* START Provided data *

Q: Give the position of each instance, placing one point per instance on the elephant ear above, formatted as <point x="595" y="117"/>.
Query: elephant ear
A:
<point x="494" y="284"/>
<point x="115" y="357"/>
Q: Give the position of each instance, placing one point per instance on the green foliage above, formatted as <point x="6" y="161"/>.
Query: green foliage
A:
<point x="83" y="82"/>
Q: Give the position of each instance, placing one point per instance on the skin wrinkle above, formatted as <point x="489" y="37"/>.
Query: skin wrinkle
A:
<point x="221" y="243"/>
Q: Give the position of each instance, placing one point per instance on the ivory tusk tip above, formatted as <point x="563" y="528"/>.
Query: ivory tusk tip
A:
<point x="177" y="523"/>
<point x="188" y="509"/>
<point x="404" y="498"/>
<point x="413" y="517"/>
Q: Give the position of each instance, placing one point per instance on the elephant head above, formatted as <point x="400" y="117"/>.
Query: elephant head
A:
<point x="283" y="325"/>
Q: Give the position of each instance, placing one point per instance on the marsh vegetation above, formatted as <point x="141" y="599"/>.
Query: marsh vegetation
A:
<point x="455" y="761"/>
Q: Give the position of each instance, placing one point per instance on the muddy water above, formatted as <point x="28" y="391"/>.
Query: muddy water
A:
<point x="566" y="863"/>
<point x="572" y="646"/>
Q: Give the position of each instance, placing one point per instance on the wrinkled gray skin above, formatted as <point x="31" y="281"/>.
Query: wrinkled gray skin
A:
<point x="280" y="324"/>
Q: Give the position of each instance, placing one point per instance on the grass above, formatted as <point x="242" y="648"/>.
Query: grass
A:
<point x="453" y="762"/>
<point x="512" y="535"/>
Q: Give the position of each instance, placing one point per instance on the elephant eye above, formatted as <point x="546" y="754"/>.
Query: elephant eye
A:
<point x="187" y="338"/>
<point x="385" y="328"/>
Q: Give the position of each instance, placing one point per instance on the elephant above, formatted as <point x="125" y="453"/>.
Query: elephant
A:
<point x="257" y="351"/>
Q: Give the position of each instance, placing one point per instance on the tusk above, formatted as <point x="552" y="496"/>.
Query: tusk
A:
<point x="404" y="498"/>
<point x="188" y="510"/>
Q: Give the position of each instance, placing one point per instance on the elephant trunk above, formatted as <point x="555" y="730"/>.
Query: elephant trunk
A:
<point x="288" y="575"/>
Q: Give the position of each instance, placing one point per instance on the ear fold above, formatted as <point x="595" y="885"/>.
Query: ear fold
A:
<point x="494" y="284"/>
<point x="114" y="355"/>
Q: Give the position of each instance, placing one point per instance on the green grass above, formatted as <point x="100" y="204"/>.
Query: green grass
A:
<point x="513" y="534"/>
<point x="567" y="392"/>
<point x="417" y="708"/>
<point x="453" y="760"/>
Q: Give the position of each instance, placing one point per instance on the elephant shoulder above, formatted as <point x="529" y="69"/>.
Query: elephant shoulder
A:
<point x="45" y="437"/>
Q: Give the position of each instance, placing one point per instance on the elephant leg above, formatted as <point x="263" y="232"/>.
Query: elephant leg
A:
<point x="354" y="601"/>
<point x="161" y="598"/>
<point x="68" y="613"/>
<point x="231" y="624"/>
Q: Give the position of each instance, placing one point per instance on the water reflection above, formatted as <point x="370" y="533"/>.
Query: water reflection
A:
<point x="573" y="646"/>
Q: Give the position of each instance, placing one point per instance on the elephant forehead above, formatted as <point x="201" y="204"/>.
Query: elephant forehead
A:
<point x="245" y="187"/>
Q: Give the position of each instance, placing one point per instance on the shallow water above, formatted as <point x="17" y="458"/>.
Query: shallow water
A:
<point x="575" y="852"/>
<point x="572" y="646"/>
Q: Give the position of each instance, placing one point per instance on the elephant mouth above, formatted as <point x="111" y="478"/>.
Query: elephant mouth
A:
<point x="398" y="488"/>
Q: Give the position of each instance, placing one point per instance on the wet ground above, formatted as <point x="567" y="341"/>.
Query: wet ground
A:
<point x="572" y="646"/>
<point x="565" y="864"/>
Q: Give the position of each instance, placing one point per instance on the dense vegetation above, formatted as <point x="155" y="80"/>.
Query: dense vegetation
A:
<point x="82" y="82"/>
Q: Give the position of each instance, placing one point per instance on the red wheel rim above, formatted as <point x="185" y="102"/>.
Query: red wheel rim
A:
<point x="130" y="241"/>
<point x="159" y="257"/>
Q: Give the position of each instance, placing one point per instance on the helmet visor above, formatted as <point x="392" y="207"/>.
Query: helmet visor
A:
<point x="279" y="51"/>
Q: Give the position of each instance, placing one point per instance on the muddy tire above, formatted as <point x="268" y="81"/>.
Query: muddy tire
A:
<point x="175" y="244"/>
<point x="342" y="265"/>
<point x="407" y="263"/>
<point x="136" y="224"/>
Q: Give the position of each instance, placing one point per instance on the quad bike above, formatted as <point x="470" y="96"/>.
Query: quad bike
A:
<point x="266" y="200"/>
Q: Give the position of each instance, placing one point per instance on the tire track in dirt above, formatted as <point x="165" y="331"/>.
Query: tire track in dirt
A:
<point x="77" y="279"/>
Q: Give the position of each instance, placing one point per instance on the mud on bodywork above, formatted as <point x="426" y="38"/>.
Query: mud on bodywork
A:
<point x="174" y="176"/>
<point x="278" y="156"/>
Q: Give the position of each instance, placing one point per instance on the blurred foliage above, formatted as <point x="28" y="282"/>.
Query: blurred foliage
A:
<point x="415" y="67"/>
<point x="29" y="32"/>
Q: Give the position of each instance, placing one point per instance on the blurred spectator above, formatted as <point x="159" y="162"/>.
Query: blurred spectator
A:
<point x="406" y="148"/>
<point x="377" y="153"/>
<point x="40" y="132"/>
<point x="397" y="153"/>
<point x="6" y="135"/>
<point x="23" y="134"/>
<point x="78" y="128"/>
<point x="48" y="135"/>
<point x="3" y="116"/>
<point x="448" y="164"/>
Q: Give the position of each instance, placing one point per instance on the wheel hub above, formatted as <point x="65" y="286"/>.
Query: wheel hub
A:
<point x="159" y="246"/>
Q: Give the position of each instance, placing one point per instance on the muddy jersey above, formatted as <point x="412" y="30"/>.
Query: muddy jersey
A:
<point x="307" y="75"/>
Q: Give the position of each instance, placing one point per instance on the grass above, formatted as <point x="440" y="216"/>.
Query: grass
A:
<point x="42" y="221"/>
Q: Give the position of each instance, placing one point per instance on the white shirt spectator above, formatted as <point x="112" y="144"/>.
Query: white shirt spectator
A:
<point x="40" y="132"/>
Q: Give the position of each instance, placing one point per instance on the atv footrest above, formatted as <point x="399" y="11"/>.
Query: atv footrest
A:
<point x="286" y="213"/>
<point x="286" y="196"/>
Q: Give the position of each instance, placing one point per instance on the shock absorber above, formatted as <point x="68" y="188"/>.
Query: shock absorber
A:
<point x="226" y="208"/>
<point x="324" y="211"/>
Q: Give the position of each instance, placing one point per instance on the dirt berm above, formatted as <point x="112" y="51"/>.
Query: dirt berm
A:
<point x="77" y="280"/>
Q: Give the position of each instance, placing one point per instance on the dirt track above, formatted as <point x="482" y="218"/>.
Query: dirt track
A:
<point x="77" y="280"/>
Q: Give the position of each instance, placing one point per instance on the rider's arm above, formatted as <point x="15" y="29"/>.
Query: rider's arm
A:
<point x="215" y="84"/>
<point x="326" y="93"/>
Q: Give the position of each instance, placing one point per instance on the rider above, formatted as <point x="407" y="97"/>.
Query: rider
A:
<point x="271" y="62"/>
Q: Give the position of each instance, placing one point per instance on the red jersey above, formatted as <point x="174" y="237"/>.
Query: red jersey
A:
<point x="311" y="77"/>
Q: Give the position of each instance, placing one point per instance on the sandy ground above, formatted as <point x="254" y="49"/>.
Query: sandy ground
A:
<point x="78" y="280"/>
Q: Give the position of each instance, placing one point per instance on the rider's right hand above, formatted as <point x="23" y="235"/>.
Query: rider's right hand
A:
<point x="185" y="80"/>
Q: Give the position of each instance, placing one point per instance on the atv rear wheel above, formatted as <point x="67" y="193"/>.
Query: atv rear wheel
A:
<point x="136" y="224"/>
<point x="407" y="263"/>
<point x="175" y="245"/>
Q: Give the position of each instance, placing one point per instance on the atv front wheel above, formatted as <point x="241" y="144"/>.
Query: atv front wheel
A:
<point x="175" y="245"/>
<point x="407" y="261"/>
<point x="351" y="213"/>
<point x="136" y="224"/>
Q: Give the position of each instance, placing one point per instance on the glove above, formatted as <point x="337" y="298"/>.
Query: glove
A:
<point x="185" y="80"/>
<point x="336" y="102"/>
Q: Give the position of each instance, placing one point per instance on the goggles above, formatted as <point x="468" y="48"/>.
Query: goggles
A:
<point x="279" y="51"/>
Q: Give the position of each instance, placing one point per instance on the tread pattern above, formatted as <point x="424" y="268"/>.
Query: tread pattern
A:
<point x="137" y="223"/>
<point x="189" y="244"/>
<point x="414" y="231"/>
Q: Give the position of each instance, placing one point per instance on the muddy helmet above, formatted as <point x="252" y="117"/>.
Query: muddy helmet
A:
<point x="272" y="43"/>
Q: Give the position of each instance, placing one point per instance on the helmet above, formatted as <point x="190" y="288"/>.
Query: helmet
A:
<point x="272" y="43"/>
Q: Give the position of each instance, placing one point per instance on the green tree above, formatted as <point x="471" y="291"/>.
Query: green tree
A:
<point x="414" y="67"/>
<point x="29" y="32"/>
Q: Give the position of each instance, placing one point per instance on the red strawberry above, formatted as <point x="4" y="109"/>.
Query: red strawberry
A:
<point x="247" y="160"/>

* END Provided data *

## Aim
Beginning with the line that contains "the atv front", quote each line exactly through the last line of the entries above, and nothing beyond them.

## Exercise response
Q: Give the position of each instance, placing one point per instance on the atv front wheel above, formatted as <point x="241" y="144"/>.
Query: atv front wheel
A:
<point x="175" y="245"/>
<point x="407" y="261"/>
<point x="351" y="213"/>
<point x="136" y="224"/>
Q: Give the position of each instance, placing one point per instance on the glove above, formatted as <point x="337" y="298"/>.
Query: glove
A:
<point x="185" y="80"/>
<point x="336" y="102"/>
Q: Give the position of each instance, placing one point per instance on the goggles above, formatted as <point x="468" y="48"/>.
Query: goggles
A:
<point x="279" y="51"/>
Q: Give the position of each instance, placing one point per instance on the tread pattern above, formatted as <point x="424" y="268"/>.
Query: tread pattern
A:
<point x="137" y="223"/>
<point x="189" y="244"/>
<point x="414" y="231"/>
Q: Give the position of each instance, placing one point per instance on the muddy helmet above, formatted as <point x="252" y="117"/>.
Query: muddy helmet
A:
<point x="272" y="43"/>
Q: Give the position of each instance, placing one point per instance on the helmet above, formatted as <point x="190" y="288"/>.
Query: helmet
A:
<point x="272" y="43"/>
Q: Give the position of each instance, placing one point per instance on the green tree above, formatted as <point x="471" y="291"/>.
Query: green tree
A:
<point x="414" y="67"/>
<point x="29" y="32"/>
Q: Give the position of each instance, placing one point per instance on the red strawberry above, formatted as <point x="4" y="109"/>.
Query: red strawberry
A:
<point x="247" y="160"/>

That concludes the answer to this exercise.